Extrait du texte:
━━━━

La belle image iconoclaste

Notre besoin de consolation est impossible à rassasier (Stig Dagerman)


Arnaud Rikner ne sait pas mettre de mots précis sur ce qui secoue les consciences, c’est le propos du livre mais ce texte, par contre sait  dire la peur, le non sens, le cheminement de la colère jusqu’aux  aux frontières de la folie, cette folie nécessaire pour sortir de l’acceptation de l’inacceptable.

 

C’est un livre qui louvoie sur le parcours d’une colère qui sourd dans le cœur et l’esprit  de deux hommes qui font un bout de chemin ensemble par lettres interposées. 


L’un sort de prison, l’autre est son correspondant  pour des raisons qui doivent tout au hasard, le prisonnier qui est prof cherchait durant sa détention un directeur de thèse littéraire, le narrateur s’est retrouvé par hasard avec sa lettre entre les mains, il y donne suite et les deux hommes, pour d’autres raisons obscures  qu’ils cherchent à identifier,  ne se lâchent plus lorsque la libération arrive.  


La correspondance se poursuit. Une correspondance ambiguë, au-delà de sa définition épistolaire. Ils se correspondent…mais comment, pourquoi, où est la vérité dans cette paire constituée et y en a t-il seulement une ?


La libération  n’en est pas une. Un prisonnier reste marqué à vie du sceau de l’infamie, il paie sa dette envers la société mais celle-ci, lorsqu’elle lui ouvre les grilles veut qu’il reste encore  hors de la vie. Les deux hommes attentent la décision  de la commission disciplinaire du rectorat pour savoir s’il sera  radié ou pas  du corps professoral ;  c’est l’unité de temps du texte, cette attente.  Les coefficients multiplicateurs de la peine purgée n’en finissent pas de grandir et pourtant la loi l’interdit.


On ne sait  lequel soutient l’autre, lequel est détenu. Il y a des enfermements intérieurs. Le narrateur ne veut pas s’indigner sur le sort réservé à cet homme parce que l’indignation c’est juste flatteur,  rassurant, [ je ne veux pas m'indigner pour m'admirer de m'indigner. Pour me flatter de n'être pas tout à fait mauvais, pas tout à fait insensible, au bourreau comme à la victime. ] p. 27. Il n’est pas un bon samaritain, loin de là, il y a une juste une résonance en lui, et il veut aller jusqu’au bout de ce qui s’est mis en marche.


Dans leurs courriers, les protagonistes esquissent leurs troubles, leurs émotions, leurs espoirs mais toujours  sur le mode interrogatif, ils se questionnent en donnant au silence le prix des mots censés donner réponse.

━━━━

Items répertoriés:
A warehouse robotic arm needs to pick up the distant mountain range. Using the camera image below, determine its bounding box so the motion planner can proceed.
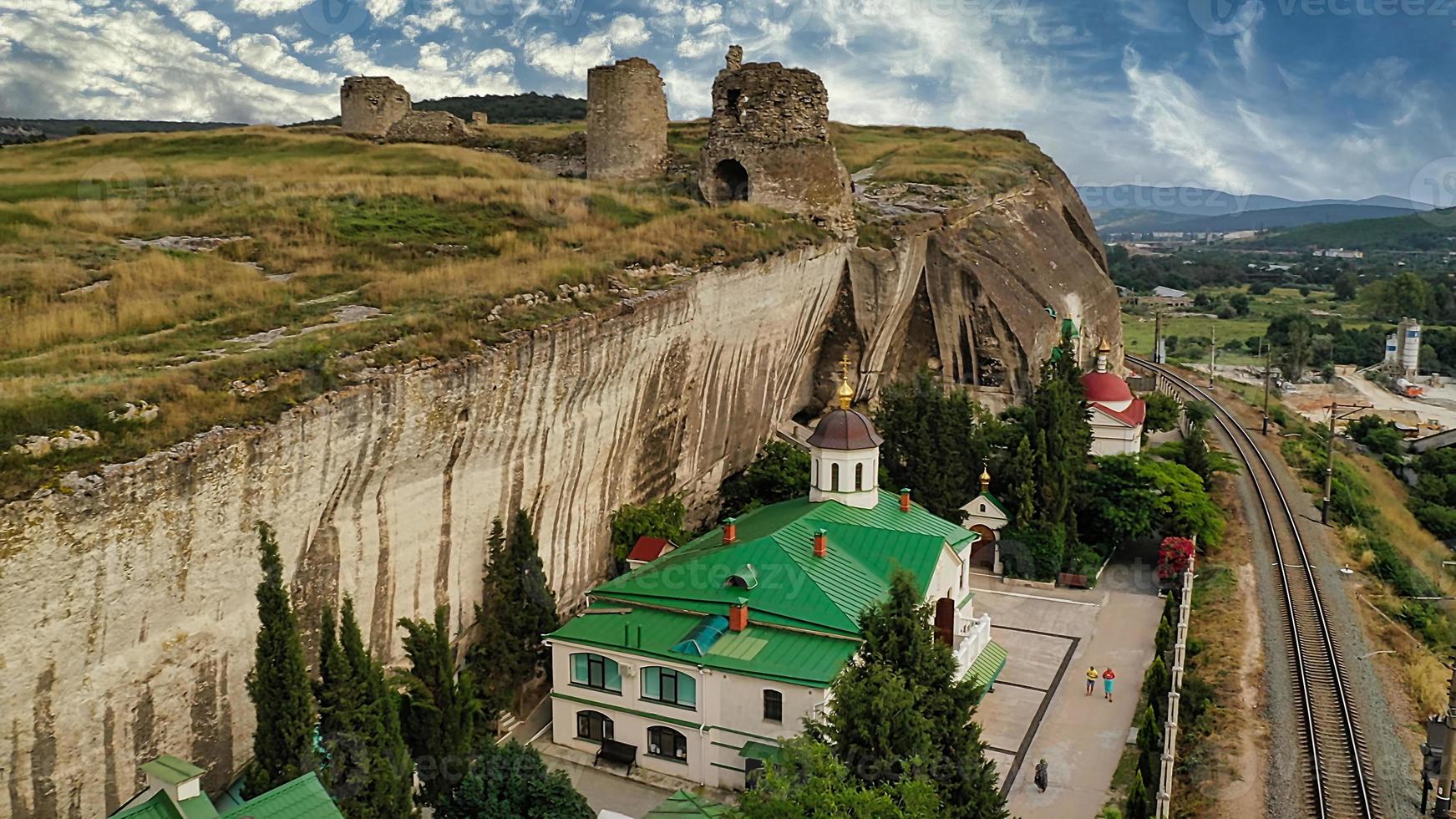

━━━━

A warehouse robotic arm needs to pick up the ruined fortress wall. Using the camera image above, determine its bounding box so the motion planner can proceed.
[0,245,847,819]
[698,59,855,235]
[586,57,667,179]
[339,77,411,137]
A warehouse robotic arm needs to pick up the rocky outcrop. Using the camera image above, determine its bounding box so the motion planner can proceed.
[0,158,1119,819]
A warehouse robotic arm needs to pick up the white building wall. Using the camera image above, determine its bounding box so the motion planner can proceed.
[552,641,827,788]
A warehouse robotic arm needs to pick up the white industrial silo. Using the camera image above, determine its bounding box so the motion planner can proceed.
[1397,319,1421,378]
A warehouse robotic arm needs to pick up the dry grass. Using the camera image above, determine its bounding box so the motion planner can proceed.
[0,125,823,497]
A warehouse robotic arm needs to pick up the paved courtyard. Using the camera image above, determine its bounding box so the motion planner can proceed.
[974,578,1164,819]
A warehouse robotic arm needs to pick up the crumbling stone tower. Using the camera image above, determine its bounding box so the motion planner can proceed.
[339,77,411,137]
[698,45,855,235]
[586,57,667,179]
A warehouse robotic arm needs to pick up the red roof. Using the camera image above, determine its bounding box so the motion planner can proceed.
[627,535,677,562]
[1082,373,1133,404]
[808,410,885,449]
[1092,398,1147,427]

━━━━

À faire:
1. Selon le compte rendu du livre :
(a) Que cherchait le prisonnier, qui est prof, pendant sa détention ?
(b) De quel organisme les deux hommes attendent-ils une décision, et sur quoi porte-t-elle ?
(c) Sur quel mode les protagonistes esquissent-ils leurs troubles dans leurs courriers ?
2. Reprenez le compte rendu du livre à la suite de sa dernière phrase, dans le même ton.

Réponses par consigne:
1.
(a) Un directeur de thèse littéraire.
(b) De la commission disciplinaire du rectorat, qui doit dire s'il sera radié ou non du corps professoral.
(c) Sur le mode interrogatif.

2.
Le prisonnier, à sa libération, accompagne son père mourant. La relation de silence entre le père toujours aimant et le fils est faite de quelques mots et pourtant tout est dit,  si riche,  si fort.   Le taulard (il sera toujours un ex quelque chose, un ex taulard, un ex prof, il ne fait plus partie du monde présent) réalise que la carapace qu’il s’est construite pour résister à l’enfermement et à ses dangers ne lui sert à rien dehors, au contraire, le dessert même. L’homme libéré  est un papillon qui se cogne contre les murs alors que les portes sont ouvertes. Ce n’est pas lui qui veut cela, c’est la société, les gens qu’il rencontre, malgré leurs tentatives d’être gentils du bout des lèvres.


Le narrateur ne sait pas trop pourquoi il répond encore aux lettres de cet homme libéré, sinon parce qu’il veut l’aider à résister au rouleau compresseur de la destruction de l’homme par l’administration. Ça va au-delà de ça.  L’homme l’a ébranlé, bousculé dans ses certitudes, c’était peut-être la voix qu’il attendait pour se mettre en marche. [Est-ce moi qui crie à l'aide à travers lui ? ]p.35.  Il espère ne pas faire partie des voyeurs, des badauds fascinés par malheur des autres, il vomit la compassion nombriliste.


Il va en faire un livre, il lui dit d’écrire encore, d’écrire toujours. Les lettres que l'homme lui envoie creusent en lui jusqu’à déterrer ce qui le terrifie depuis toujours, la peur débusquée, il doit en faire quelque chose,  alors il en fait de la colère et cette colère monte comme de la levure de boulanger dans une bonne pâte, ça gonfle et ça déborde du moule. Justement le moule…


En note liminaire du livre, le narrateur dit :  

J’ai longtemps vécu dans la peur, une peur incertaine, impossible à combattre, parce que sans lieu, sans forme, sans visage……

Et je me dis que je l’ai trouvée – et que du coup je n’ai plus peur.

A la peur a succédé la colère

J’ai donné un corps à ma révolte.

Je ne veux plus accepter, plus me résigner. Je veux garder ma colère intacte.

 

La belle image ne laissera personne indifférent, ce livre dérangeant restera en mémoire de certains et sera détesté par d’autres.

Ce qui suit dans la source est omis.